TASK PROMPT >> Update everything from the line containing "Can you find the yellow building" down to the end of the records, replacing "shop entrance shade" with "shop awning" and keeping all else unchanged. Leave the pictures out of your answer.

──────── SOURCE RECORDS

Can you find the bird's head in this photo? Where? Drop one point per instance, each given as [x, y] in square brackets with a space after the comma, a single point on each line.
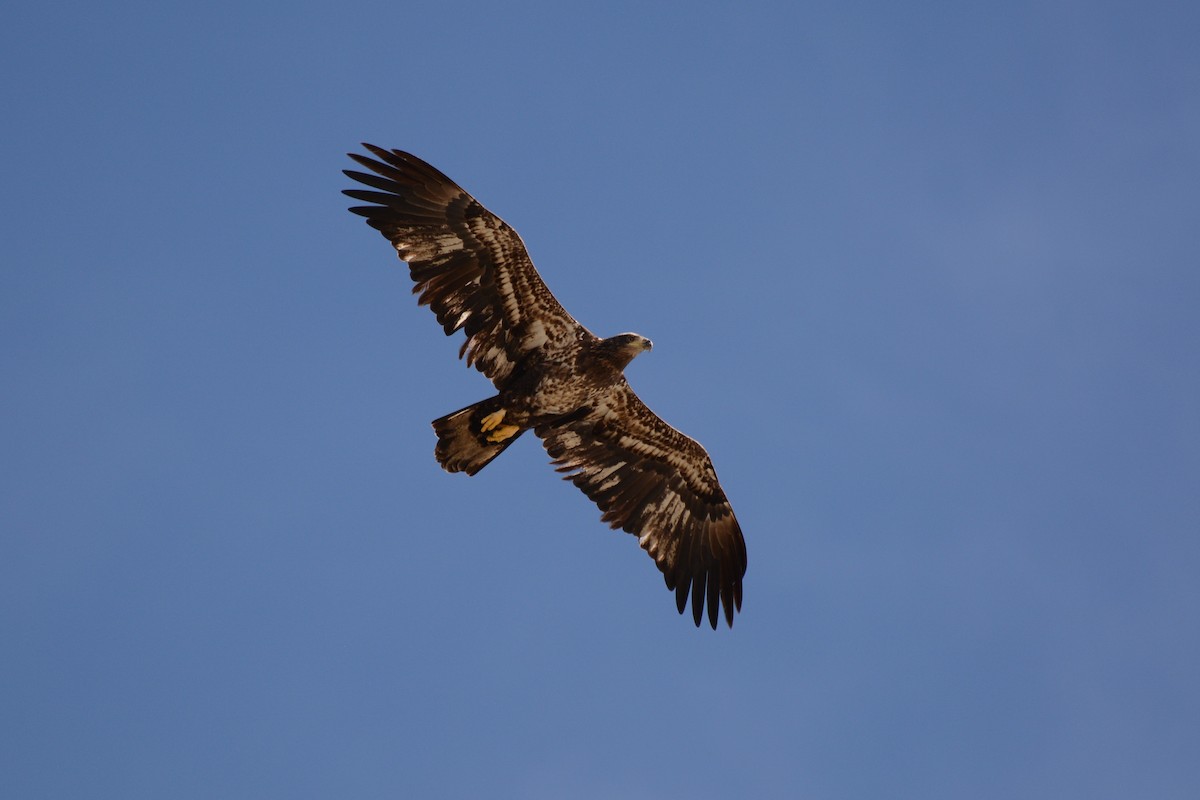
[625, 347]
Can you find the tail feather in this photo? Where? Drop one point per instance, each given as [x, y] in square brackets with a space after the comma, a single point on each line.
[462, 444]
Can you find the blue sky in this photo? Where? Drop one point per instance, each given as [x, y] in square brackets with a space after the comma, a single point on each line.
[923, 278]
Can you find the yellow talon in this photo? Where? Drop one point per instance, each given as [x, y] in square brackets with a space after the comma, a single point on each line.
[491, 420]
[503, 432]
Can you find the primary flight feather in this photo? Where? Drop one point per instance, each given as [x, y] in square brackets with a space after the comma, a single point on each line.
[556, 378]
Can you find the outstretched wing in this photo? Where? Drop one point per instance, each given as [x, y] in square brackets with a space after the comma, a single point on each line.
[659, 485]
[469, 266]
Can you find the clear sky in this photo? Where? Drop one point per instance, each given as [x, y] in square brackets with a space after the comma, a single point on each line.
[923, 277]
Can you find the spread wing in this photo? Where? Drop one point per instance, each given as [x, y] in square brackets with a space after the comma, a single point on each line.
[659, 485]
[469, 266]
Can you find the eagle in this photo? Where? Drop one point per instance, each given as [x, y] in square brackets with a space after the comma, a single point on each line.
[556, 378]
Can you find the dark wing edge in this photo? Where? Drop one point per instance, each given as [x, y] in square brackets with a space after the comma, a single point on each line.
[653, 481]
[467, 264]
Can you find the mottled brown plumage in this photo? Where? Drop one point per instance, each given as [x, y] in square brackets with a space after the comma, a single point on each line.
[553, 377]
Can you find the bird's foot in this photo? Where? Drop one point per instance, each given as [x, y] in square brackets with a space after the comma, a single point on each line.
[492, 420]
[503, 432]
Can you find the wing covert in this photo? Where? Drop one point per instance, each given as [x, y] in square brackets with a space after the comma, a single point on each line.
[467, 264]
[651, 480]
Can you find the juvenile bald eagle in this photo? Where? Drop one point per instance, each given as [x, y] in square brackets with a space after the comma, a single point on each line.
[553, 377]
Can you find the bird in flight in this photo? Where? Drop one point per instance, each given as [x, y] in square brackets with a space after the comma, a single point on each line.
[556, 378]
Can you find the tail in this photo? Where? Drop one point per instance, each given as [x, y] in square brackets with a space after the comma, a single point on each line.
[471, 438]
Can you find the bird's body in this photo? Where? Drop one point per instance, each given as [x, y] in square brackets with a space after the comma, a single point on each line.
[555, 377]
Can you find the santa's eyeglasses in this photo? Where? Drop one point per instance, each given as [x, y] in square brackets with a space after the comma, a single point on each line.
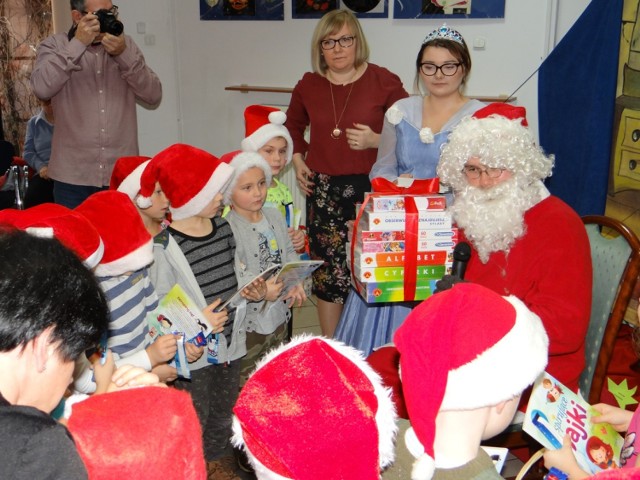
[474, 173]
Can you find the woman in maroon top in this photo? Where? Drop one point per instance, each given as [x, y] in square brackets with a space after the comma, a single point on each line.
[343, 103]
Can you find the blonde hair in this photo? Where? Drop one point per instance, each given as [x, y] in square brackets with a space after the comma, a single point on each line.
[329, 24]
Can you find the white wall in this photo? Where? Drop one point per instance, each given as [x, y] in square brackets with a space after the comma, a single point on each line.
[197, 59]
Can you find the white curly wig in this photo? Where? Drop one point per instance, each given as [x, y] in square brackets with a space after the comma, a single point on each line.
[498, 142]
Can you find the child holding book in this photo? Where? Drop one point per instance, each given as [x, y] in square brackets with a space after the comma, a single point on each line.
[192, 180]
[266, 134]
[123, 275]
[466, 355]
[262, 240]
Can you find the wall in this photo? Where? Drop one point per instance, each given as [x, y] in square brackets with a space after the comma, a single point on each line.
[196, 64]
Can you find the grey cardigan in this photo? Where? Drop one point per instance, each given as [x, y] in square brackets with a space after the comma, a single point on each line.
[248, 266]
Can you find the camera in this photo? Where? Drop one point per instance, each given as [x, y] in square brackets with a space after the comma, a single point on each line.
[109, 23]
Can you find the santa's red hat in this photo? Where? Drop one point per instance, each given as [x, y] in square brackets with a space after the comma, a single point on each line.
[71, 229]
[149, 432]
[189, 176]
[462, 349]
[262, 123]
[128, 246]
[506, 110]
[315, 409]
[126, 175]
[241, 162]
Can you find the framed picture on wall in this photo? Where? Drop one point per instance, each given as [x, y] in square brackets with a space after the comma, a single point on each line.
[405, 9]
[361, 8]
[241, 9]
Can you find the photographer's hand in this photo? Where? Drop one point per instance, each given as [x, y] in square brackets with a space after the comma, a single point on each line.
[88, 29]
[113, 45]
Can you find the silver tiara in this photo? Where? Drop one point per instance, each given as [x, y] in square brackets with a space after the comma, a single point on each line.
[445, 33]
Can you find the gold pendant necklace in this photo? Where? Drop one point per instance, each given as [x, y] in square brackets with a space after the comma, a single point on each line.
[335, 134]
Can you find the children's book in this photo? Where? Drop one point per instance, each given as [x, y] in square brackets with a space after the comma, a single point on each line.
[178, 314]
[555, 411]
[233, 300]
[293, 273]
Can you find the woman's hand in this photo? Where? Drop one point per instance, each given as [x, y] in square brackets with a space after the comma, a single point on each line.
[564, 460]
[362, 137]
[303, 174]
[618, 418]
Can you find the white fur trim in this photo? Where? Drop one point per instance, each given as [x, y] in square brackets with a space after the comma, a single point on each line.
[139, 258]
[94, 259]
[385, 415]
[514, 362]
[216, 183]
[131, 184]
[423, 468]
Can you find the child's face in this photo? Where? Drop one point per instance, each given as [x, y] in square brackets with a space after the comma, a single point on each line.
[250, 191]
[213, 208]
[275, 153]
[159, 205]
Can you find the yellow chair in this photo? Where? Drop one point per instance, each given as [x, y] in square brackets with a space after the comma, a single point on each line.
[616, 265]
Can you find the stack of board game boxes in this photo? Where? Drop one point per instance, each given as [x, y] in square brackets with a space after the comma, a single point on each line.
[377, 255]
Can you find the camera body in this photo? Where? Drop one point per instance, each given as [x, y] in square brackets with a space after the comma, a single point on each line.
[109, 23]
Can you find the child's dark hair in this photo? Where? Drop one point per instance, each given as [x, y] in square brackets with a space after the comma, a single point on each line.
[43, 285]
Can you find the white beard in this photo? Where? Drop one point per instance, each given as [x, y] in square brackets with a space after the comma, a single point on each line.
[493, 218]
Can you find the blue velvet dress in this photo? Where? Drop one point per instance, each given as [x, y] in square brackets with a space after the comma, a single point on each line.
[368, 326]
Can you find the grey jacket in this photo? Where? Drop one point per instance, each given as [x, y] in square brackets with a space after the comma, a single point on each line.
[261, 318]
[170, 267]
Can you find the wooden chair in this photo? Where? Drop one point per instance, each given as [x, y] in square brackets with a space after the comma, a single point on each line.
[616, 265]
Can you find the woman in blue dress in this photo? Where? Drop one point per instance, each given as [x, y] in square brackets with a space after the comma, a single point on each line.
[414, 130]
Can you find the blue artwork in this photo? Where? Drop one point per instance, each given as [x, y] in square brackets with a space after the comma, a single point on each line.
[360, 8]
[445, 9]
[241, 9]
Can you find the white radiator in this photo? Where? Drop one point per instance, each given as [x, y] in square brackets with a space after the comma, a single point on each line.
[288, 177]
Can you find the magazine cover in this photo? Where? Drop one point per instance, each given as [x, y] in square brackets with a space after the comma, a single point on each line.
[555, 411]
[177, 313]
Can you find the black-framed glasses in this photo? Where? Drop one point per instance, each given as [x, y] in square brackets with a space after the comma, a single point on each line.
[447, 69]
[476, 172]
[113, 11]
[330, 43]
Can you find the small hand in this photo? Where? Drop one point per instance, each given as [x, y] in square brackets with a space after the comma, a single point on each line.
[44, 172]
[297, 239]
[303, 174]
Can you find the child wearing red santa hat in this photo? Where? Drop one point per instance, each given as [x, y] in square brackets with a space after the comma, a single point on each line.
[266, 134]
[466, 355]
[193, 180]
[124, 278]
[261, 241]
[314, 409]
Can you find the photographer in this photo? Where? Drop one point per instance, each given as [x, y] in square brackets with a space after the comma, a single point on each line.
[94, 74]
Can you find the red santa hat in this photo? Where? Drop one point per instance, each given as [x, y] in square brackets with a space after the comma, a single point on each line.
[262, 123]
[462, 349]
[189, 176]
[241, 162]
[126, 175]
[71, 229]
[149, 432]
[506, 110]
[128, 246]
[312, 409]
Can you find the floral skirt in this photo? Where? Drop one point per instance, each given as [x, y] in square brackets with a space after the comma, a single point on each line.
[329, 207]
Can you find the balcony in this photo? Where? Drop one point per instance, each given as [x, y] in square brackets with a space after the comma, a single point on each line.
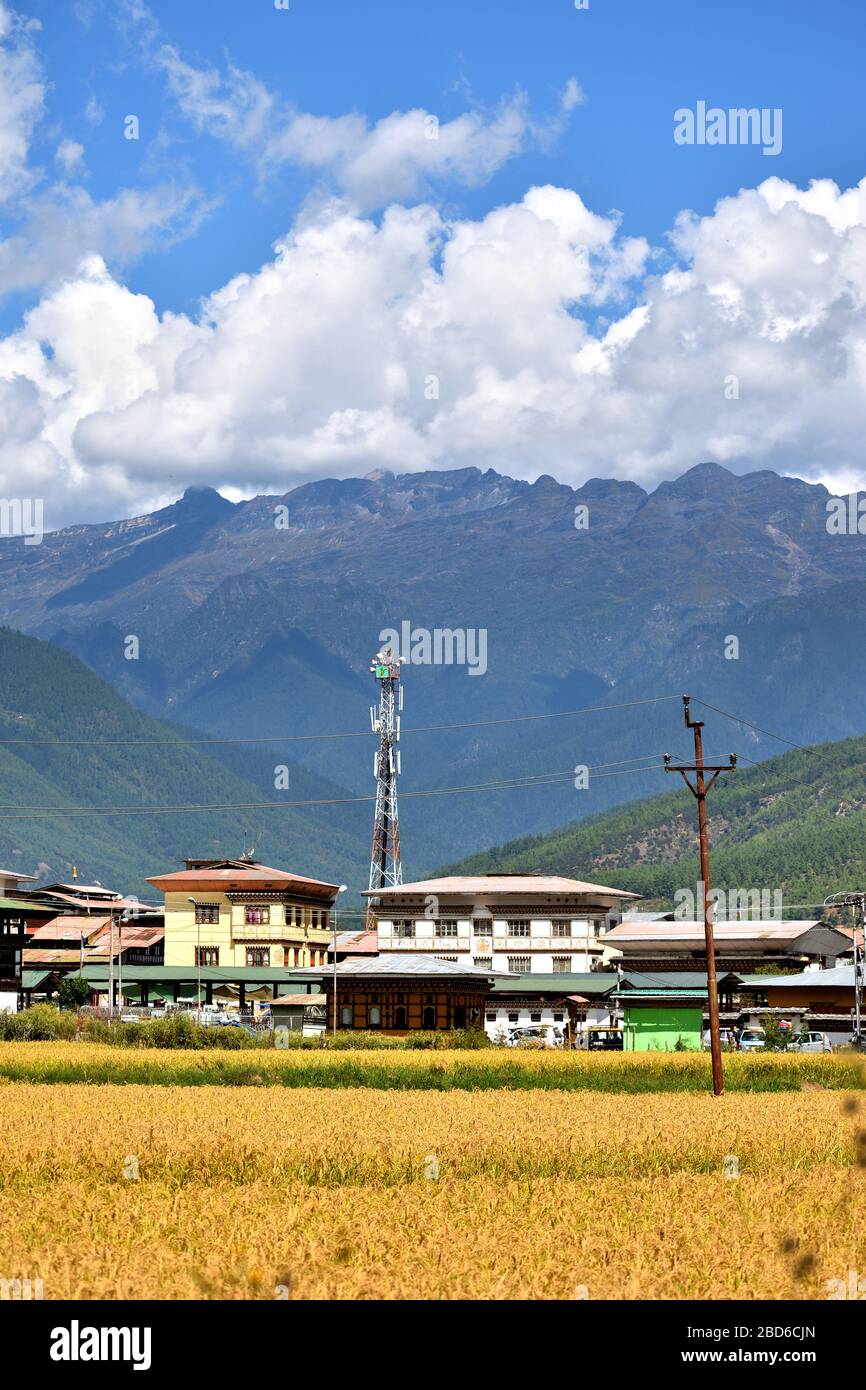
[278, 931]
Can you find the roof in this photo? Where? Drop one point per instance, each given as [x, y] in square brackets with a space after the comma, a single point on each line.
[221, 877]
[840, 977]
[298, 1000]
[680, 930]
[32, 979]
[209, 973]
[25, 905]
[674, 979]
[592, 983]
[396, 965]
[516, 883]
[70, 929]
[357, 943]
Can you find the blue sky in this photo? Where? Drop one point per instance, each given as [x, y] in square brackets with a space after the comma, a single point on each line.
[635, 61]
[542, 280]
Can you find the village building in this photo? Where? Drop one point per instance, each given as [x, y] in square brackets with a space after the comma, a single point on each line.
[662, 1018]
[670, 944]
[573, 1002]
[395, 993]
[515, 923]
[241, 913]
[813, 1000]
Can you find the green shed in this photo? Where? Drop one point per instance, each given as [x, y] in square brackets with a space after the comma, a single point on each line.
[662, 1020]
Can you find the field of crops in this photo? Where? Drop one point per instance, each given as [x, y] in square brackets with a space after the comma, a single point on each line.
[488, 1069]
[178, 1191]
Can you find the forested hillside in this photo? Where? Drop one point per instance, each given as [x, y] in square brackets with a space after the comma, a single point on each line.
[49, 701]
[795, 823]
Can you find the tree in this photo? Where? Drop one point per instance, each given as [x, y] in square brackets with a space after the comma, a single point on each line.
[74, 991]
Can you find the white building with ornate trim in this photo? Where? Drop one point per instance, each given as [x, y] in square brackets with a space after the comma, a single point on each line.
[521, 923]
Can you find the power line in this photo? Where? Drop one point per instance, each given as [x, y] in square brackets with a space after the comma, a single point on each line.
[296, 738]
[749, 724]
[512, 783]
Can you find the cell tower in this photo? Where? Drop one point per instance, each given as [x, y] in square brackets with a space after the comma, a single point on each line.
[385, 869]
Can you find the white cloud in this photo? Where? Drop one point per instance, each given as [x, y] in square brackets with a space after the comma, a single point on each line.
[70, 156]
[21, 100]
[399, 157]
[412, 341]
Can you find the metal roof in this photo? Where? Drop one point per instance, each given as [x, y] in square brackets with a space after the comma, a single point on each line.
[595, 982]
[840, 977]
[513, 884]
[250, 876]
[687, 931]
[395, 965]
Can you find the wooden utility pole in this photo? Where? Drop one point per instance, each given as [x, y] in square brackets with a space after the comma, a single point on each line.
[699, 788]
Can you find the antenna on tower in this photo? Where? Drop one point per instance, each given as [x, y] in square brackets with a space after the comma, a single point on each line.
[385, 868]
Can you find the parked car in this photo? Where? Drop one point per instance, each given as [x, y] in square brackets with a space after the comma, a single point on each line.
[545, 1033]
[812, 1043]
[726, 1036]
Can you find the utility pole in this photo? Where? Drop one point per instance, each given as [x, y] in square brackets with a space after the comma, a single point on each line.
[342, 888]
[858, 902]
[111, 969]
[195, 905]
[385, 869]
[699, 788]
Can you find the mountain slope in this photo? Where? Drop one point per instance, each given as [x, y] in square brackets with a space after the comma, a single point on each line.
[49, 698]
[797, 823]
[249, 626]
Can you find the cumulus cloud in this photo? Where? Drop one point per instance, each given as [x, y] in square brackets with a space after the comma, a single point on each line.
[416, 342]
[21, 100]
[399, 157]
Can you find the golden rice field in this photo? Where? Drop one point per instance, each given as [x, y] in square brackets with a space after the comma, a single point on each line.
[178, 1191]
[484, 1069]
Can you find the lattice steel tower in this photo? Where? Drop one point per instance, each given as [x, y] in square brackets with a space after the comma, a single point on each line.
[385, 869]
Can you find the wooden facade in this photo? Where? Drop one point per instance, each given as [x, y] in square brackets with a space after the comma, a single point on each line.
[403, 1005]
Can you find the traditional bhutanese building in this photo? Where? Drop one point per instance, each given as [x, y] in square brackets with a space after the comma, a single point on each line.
[521, 923]
[667, 943]
[237, 912]
[399, 993]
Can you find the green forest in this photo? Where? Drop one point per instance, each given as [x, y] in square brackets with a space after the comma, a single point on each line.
[795, 823]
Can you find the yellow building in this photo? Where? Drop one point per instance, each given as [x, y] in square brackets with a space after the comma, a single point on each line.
[237, 912]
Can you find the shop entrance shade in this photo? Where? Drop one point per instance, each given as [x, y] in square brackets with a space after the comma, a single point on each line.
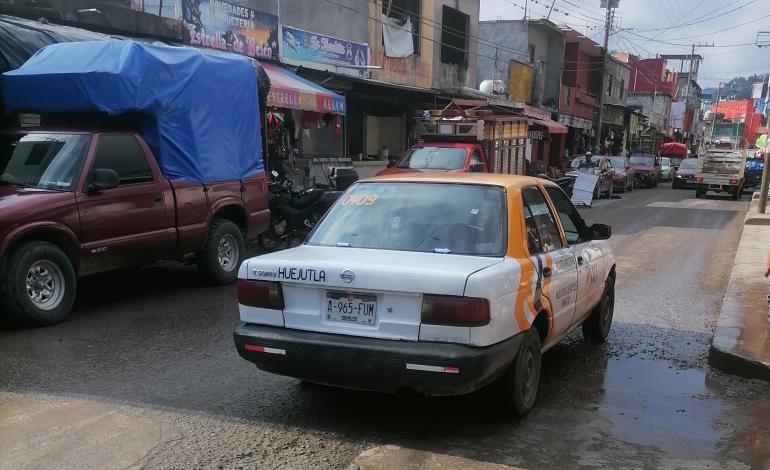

────────────────

TASK RESPONSE >>
Can you find the yellow building in this photo? Where? Drop one point per instance, each given as [x, y] in square brackets with a space after the comma, a single point on each line.
[237, 912]
Can you find the shop awning in this photo? Where? Drop one point per instance, each given as [x, y] in square brackets with a space after the comma, a single point on each line.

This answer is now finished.